Data excerpts:
++++++++++++++++++++
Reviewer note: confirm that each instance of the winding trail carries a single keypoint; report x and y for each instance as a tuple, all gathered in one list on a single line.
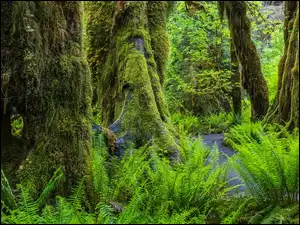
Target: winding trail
[(218, 139)]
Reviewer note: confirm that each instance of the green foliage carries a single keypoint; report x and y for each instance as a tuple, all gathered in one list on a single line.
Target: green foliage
[(198, 76), (17, 126), (268, 161)]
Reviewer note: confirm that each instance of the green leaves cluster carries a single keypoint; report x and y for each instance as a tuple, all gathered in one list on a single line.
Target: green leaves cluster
[(198, 70)]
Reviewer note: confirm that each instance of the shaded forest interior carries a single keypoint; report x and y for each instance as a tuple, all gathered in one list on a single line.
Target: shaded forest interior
[(150, 112)]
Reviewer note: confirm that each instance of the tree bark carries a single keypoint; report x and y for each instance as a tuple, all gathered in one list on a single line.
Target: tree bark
[(236, 85), (252, 77), (285, 107), (53, 90), (128, 61)]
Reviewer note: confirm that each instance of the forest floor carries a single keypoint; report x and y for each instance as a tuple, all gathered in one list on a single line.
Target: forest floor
[(218, 139)]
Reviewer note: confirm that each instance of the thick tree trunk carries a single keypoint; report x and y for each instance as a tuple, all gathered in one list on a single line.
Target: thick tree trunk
[(127, 61), (285, 107), (252, 77), (54, 94), (236, 83)]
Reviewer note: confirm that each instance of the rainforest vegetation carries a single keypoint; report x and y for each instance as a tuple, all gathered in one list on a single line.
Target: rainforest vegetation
[(150, 112)]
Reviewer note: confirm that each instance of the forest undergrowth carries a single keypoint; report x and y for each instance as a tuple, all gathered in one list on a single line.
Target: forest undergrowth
[(143, 188)]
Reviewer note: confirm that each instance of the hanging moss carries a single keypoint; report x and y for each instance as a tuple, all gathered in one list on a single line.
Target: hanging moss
[(285, 108), (236, 83), (157, 16), (286, 83), (135, 109), (252, 78), (56, 95)]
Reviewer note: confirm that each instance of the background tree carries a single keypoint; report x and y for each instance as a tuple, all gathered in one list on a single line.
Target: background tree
[(285, 108), (47, 80), (198, 78), (236, 83), (127, 49), (252, 77)]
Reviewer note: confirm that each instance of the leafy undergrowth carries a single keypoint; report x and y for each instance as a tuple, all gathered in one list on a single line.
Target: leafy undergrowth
[(143, 188)]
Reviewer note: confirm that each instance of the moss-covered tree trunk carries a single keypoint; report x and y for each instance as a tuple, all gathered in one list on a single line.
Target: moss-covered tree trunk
[(252, 77), (50, 82), (236, 84), (285, 108), (127, 51)]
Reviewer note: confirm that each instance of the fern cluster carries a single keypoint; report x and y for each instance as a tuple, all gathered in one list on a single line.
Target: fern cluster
[(144, 188)]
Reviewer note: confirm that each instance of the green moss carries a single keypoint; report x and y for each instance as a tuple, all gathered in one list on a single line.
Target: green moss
[(157, 16), (284, 102), (130, 86), (252, 77), (281, 108), (55, 95)]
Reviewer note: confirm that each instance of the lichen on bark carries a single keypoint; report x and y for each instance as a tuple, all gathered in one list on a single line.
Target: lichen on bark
[(55, 94), (253, 80), (236, 83), (285, 107), (133, 74)]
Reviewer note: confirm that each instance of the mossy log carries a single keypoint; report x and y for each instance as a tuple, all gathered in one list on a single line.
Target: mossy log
[(127, 54), (285, 109), (253, 80), (49, 83)]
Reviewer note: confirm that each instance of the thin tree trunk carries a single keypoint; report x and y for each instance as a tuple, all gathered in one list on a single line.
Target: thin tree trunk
[(285, 107), (236, 83), (252, 77)]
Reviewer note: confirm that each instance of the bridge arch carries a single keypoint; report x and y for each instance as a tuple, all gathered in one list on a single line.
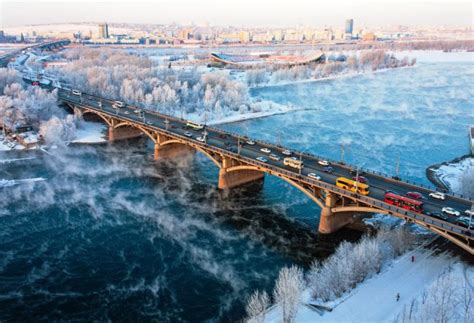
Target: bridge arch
[(286, 179), (197, 147), (143, 130), (106, 120)]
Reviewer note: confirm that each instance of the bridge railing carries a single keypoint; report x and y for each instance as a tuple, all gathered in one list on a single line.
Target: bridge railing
[(349, 167)]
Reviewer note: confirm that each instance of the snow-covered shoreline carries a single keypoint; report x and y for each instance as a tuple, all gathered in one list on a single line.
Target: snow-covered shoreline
[(448, 175), (329, 78)]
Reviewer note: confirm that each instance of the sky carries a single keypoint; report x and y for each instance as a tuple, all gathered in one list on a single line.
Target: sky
[(256, 13)]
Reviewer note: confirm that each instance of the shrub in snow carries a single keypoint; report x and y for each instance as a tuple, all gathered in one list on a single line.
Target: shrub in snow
[(449, 299), (352, 263), (57, 131), (467, 183), (119, 75), (287, 291), (257, 306)]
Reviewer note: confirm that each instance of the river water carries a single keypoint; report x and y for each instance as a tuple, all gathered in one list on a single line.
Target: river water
[(110, 234)]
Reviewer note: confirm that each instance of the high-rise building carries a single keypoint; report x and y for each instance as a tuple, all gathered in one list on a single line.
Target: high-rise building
[(349, 26), (103, 30)]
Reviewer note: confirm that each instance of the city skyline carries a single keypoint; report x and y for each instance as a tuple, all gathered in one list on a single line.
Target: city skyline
[(245, 13)]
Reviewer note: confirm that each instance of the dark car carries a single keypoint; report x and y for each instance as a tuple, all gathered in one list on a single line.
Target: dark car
[(354, 172), (392, 192), (360, 179), (328, 169), (415, 195), (439, 215)]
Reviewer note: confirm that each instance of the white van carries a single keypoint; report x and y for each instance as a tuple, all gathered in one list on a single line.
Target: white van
[(119, 104)]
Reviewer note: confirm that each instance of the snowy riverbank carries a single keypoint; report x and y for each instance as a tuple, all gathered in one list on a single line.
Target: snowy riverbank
[(375, 299), (449, 175)]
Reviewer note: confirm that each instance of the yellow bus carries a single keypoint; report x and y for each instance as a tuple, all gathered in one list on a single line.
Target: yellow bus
[(349, 184), (293, 162), (194, 125)]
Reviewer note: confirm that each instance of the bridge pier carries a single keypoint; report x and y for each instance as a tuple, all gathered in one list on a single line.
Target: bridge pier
[(171, 150), (228, 180), (123, 133), (329, 221)]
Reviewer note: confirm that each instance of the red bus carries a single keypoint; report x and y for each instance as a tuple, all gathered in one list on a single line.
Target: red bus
[(404, 202)]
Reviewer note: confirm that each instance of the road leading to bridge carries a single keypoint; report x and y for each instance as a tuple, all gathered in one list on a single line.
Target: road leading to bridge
[(249, 150)]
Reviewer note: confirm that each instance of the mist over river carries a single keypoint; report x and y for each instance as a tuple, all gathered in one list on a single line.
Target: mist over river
[(110, 234)]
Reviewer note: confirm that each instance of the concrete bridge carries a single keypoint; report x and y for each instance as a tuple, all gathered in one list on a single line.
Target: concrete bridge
[(5, 59), (236, 157)]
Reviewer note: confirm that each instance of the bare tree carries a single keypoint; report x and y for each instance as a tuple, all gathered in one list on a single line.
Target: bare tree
[(257, 306), (287, 291)]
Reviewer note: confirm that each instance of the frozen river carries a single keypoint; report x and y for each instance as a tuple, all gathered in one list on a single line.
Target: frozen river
[(112, 235)]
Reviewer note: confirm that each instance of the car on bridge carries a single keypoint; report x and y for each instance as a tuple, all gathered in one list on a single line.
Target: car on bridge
[(314, 176), (323, 162), (438, 215), (274, 157), (437, 195), (450, 211), (328, 169), (469, 213), (464, 221), (360, 179), (415, 195)]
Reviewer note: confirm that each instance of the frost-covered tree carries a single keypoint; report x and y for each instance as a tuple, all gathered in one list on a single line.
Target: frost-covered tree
[(287, 291), (8, 76), (467, 183), (257, 306)]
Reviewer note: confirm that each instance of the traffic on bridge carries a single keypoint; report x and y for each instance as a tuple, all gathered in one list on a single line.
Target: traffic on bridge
[(341, 190)]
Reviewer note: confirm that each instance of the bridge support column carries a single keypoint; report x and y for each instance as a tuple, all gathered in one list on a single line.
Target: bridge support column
[(171, 150), (330, 222), (228, 180), (123, 133)]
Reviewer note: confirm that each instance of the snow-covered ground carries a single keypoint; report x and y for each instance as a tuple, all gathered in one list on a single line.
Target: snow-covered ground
[(90, 133), (374, 300), (451, 173)]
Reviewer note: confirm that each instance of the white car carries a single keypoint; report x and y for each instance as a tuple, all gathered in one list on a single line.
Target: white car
[(450, 211), (314, 176), (437, 195), (469, 213), (323, 162), (274, 157)]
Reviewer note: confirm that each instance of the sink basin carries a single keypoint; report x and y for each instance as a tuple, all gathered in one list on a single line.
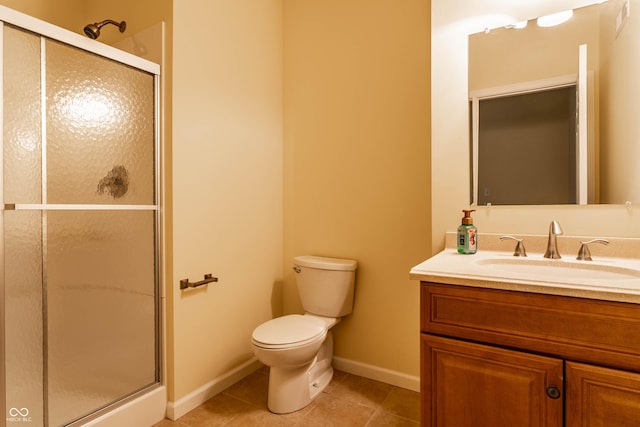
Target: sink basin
[(559, 269)]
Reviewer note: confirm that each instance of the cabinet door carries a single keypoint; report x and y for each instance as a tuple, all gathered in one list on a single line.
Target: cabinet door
[(472, 385), (601, 397)]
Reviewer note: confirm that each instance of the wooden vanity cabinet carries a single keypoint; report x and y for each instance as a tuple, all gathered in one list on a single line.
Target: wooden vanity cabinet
[(505, 358)]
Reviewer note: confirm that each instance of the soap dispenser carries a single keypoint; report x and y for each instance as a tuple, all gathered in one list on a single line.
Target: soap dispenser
[(467, 234)]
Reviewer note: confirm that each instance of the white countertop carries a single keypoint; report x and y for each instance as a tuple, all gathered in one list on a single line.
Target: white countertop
[(450, 267)]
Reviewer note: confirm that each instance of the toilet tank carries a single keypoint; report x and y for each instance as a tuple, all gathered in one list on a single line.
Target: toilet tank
[(326, 285)]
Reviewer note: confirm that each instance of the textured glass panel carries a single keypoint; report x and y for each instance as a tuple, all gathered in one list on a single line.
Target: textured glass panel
[(100, 129), (22, 117), (100, 307), (23, 321)]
++++++++++++++++++++
Problem to work on
The reply should consist solely of the lines above from the one that has "Reviewer note: confirm that each instance of the dark" through the one that has "Reviewer note: confirm that each instance of the bridge pier", reproduced exactly.

Response below
Reviewer note: confirm that each instance of the dark car carries a single keypoint; report x and y for each instance as a tuple, all gathered in one list on a single line.
Target: dark car
[(354, 172), (392, 192), (360, 179), (328, 169), (415, 195), (439, 215)]
Reviewer note: confirm that each instance of the white van carries a single keypoint; report x and y for each instance as a tuple, all gathered in one list on a single line.
Target: white van
[(119, 104)]
Reviewer note: confirm that each instance of the snowy riverbank carries a single keypoint; report x and y for each instance as a tuple, all gathered in one list on a single line.
Target: snowy riverbank
[(375, 299), (449, 175)]
Reviewer note: confirm that each instance of the yellow bus carries a single keypoint; report x and y for each instance as a tuple, all gathered in one list on a single line.
Target: yellow bus
[(349, 184), (293, 162), (194, 125)]
Reviewer note: confirm that each instance of the bridge pier carries a single keypoint; report x and y for each instance as a tuple, all gathered in one list on a single line.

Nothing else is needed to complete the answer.